*** Opening Provided text ***
July 3, 2022

📚 Taleb the prophet, writing about cryptobros and the summer of 2022 back in the early 2000s.

Financial instruments come and go but human stupidity and greed are forever.

July 1, 2022

Give a lecture once and you help a few hundred people (if you’re lucky). Post the lecture to YouTube and you help millions. 7 years later, I am yet to find a better guide to academic writing.

NB: it’s good to have a live audience.

June 30, 2022

📚 Re-reading Taleb’s Fooled by Randomness for the first time since covid hit. From the preface, on intellectual immodesty. There is a direct line from this to the catastrophic early response to the pandemic.

BTW, our company is called Cartesian but we are Montaignes at heart.

June 29, 2022

“Whether hot or cold water freezes faster remains unknown.”

Thus begins a wonderful Quanta Magazine article about the “Mpemba effect”, named after a Tanzanian teenager who saw something funny happen to his home-made ice cream. Reality is complicated.
*** Closing Provided text ***
> _What to do_:
(a) In the dated posts, who is the Mpemba effect named after?
(b) Continue the dated posts from the point where they stop.
*** Opening Records shown ***
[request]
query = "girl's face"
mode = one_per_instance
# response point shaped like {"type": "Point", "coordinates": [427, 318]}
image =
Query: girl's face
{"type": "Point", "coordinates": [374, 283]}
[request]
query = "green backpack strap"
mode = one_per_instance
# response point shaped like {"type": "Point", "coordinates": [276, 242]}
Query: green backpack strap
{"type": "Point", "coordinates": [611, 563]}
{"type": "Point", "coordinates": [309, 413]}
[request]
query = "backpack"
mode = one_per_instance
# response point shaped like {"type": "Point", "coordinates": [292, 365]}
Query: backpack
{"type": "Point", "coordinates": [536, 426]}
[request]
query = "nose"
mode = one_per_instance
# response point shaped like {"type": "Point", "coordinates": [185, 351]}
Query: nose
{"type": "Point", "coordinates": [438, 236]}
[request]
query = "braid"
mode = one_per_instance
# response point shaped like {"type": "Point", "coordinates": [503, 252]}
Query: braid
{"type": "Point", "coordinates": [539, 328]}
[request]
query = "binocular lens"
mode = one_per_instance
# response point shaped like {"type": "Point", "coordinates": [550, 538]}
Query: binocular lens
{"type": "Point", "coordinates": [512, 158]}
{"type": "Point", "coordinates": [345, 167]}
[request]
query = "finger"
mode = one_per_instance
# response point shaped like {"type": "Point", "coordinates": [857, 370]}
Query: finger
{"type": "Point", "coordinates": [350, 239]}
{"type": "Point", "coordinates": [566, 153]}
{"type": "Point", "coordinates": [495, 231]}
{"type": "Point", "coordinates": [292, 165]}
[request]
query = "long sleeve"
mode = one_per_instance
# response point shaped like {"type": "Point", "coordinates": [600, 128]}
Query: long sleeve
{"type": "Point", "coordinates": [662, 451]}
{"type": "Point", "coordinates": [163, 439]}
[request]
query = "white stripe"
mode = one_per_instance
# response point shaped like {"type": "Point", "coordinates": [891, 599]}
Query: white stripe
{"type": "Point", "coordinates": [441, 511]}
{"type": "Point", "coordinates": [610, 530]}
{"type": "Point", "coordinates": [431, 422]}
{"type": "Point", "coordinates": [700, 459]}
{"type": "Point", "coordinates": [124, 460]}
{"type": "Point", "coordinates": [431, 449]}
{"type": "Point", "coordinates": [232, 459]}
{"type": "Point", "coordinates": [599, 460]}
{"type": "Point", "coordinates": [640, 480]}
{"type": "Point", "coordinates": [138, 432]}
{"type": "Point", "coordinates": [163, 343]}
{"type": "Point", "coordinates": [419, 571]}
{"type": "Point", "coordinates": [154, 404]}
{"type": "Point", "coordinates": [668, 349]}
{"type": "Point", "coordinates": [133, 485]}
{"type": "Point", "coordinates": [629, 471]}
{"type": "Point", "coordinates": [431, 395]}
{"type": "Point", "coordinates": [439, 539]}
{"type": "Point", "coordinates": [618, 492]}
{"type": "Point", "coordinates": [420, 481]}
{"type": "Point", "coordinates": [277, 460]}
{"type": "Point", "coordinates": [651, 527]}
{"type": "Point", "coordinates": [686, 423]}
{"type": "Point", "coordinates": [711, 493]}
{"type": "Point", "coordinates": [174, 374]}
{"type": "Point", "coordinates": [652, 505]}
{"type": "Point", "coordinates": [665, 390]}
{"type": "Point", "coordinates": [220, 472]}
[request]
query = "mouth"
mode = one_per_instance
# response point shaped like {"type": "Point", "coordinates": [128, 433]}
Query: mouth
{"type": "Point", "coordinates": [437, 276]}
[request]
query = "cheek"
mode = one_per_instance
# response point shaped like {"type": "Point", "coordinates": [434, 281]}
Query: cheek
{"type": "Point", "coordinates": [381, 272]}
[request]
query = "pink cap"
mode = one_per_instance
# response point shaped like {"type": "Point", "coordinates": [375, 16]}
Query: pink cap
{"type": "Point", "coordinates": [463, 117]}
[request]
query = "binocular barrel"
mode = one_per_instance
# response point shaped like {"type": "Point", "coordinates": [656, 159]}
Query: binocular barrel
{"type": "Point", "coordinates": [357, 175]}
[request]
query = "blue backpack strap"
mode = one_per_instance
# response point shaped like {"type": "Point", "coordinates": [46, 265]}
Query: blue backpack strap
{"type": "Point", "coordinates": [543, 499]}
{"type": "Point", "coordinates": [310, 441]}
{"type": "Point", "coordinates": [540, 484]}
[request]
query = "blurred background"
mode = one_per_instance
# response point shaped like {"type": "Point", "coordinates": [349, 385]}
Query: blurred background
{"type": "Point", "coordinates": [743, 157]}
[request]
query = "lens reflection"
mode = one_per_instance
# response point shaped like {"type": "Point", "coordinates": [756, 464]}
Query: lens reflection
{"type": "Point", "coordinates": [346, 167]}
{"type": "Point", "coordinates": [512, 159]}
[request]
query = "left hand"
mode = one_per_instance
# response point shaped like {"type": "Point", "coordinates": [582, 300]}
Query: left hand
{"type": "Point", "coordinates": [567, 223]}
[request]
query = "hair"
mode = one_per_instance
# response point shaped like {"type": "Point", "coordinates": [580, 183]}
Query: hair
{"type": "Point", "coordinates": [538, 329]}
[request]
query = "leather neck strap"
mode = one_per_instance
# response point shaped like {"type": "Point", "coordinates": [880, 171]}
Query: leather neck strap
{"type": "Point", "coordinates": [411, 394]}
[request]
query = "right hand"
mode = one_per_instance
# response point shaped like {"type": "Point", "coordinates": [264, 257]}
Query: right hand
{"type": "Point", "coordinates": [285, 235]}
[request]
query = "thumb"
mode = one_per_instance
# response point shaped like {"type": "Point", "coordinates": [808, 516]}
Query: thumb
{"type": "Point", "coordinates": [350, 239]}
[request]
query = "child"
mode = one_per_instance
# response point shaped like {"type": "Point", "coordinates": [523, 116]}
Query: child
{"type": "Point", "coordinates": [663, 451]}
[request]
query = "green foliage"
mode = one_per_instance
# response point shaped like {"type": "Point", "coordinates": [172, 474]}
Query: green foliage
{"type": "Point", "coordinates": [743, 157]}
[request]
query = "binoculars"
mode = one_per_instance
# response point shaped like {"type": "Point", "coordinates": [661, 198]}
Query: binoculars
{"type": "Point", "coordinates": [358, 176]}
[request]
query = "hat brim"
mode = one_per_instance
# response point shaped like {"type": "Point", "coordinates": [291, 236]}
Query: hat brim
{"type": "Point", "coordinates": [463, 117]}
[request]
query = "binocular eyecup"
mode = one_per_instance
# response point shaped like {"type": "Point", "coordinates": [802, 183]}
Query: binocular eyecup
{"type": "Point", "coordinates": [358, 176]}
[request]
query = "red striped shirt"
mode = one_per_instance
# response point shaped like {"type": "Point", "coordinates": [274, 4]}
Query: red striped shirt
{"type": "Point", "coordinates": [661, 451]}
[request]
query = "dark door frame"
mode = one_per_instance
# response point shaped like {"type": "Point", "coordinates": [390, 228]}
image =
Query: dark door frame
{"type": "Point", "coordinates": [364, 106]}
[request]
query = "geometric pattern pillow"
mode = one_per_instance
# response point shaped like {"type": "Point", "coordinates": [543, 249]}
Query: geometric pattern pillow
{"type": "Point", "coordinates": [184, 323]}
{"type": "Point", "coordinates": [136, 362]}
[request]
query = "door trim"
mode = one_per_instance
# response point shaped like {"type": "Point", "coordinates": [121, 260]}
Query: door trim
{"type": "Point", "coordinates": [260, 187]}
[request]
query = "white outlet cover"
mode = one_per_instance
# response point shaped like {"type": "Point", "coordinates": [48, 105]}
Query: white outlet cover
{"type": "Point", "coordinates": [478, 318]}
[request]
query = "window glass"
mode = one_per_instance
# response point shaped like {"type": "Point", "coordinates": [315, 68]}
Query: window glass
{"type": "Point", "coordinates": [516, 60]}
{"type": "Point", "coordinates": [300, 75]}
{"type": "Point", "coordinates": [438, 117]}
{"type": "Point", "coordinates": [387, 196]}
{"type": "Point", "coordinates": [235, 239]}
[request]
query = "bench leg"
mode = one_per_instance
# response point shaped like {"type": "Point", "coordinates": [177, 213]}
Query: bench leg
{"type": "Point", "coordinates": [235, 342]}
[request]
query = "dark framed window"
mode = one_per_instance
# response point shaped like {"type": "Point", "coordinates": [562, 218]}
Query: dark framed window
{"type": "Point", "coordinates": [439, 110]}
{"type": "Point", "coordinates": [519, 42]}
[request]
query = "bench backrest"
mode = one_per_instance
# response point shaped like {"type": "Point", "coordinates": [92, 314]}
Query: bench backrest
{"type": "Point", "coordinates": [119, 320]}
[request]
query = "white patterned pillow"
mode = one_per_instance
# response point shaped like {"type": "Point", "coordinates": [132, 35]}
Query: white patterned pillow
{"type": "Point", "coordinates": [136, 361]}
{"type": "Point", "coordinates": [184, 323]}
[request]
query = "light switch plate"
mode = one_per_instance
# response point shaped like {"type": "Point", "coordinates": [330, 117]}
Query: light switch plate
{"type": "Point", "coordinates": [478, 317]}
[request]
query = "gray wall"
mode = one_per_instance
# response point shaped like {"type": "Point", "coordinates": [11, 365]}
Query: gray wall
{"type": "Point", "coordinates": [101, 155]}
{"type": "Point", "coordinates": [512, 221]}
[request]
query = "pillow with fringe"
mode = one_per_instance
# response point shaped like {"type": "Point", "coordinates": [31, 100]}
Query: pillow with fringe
*** Closing Records shown ***
> _Outputs by task_:
(a) A Tanzanian teenager who saw something funny happen to his home-made ice cream.

(b)
June 28, 2022

“A lot of people simply won’t read a 15-page whitepaper, but will be impressed by flowcharts. By making the language of Web3 meandering and impenetrable and by building a culture that is very self-referential, investors make criticism harder to come by.”

Today’s Galaxy Brain newsletter is about Web3, but replace “whitepaper” with “manuscript” and “investors” with “researchers” and you get bad science in a nutshell.

June 26, 2022

“If you are trying to figure out a thinker and his or her defects, see if you can spot that person’s “once-and-for-all” moves. There will be plenty of them.”

Cowen is right, though we can debate whether early closure is a defect or a feature.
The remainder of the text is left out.